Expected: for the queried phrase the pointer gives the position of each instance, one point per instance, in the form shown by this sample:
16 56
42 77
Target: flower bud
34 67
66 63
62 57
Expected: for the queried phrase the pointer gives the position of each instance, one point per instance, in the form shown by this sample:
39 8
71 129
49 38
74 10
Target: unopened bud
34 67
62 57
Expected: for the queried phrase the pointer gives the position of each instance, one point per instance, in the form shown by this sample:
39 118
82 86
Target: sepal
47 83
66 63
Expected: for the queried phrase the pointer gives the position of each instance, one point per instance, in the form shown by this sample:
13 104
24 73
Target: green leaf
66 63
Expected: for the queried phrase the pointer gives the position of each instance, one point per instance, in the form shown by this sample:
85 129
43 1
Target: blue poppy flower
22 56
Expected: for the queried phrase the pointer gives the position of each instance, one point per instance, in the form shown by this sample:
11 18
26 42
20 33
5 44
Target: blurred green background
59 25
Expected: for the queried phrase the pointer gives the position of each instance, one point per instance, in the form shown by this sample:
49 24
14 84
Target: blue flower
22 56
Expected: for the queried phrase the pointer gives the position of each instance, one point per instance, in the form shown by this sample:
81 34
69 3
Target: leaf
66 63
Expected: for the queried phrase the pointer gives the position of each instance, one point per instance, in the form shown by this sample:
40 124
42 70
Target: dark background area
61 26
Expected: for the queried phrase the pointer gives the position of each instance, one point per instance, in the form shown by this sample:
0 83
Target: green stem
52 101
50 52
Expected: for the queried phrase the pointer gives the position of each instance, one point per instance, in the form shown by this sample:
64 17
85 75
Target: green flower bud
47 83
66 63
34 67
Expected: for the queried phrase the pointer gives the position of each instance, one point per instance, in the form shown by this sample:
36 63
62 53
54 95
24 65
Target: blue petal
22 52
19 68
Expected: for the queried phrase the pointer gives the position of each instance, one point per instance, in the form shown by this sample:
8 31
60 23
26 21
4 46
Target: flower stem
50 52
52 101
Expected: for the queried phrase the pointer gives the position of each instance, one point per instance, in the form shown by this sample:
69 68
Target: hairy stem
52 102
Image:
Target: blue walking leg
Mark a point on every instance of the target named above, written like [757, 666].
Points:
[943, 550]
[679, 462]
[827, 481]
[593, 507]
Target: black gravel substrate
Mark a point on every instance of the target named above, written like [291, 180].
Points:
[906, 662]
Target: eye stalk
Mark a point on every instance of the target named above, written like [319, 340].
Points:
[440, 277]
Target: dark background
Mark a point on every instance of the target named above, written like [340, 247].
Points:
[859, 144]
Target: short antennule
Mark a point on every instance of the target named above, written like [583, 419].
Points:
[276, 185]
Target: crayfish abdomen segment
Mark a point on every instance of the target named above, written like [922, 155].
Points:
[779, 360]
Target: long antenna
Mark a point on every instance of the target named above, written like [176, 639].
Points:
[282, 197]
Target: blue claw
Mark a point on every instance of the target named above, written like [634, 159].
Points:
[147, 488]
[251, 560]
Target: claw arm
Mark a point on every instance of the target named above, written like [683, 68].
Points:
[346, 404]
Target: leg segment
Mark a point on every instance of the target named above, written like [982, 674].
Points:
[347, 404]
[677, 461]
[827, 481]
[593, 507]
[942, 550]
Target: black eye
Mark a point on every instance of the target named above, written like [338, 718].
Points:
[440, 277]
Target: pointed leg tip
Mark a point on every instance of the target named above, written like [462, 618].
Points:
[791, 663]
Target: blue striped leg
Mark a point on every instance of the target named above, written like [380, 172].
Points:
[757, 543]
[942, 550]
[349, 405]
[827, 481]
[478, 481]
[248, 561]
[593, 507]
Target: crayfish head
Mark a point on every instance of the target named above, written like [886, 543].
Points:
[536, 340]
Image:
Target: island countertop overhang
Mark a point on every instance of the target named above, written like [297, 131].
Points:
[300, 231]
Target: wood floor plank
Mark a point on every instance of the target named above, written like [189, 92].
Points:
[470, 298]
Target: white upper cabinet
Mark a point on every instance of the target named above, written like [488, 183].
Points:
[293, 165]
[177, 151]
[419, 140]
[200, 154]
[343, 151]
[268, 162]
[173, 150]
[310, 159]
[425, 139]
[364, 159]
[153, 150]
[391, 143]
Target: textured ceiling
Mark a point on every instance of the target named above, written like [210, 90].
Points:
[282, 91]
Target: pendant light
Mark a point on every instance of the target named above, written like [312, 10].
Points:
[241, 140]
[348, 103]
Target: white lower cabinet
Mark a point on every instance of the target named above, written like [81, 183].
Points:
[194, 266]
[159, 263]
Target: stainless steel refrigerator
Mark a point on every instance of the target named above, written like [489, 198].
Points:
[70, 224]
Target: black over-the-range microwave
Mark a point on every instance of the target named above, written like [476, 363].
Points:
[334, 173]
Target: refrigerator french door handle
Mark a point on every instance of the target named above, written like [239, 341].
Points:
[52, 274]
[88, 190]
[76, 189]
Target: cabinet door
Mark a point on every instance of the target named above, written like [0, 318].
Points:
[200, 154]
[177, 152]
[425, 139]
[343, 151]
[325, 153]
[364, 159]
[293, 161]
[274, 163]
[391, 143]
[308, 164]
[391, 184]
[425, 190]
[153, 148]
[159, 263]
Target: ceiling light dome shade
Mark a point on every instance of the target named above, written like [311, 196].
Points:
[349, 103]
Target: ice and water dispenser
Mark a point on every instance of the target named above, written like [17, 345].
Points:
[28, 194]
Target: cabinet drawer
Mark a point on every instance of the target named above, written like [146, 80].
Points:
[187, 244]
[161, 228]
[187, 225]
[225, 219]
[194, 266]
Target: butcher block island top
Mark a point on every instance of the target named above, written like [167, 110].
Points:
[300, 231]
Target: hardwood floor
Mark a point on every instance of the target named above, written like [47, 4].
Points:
========================
Every line of the listing above that includes "ceiling" should be copied out.

Target: textured ceiling
Target: ceiling light dome shade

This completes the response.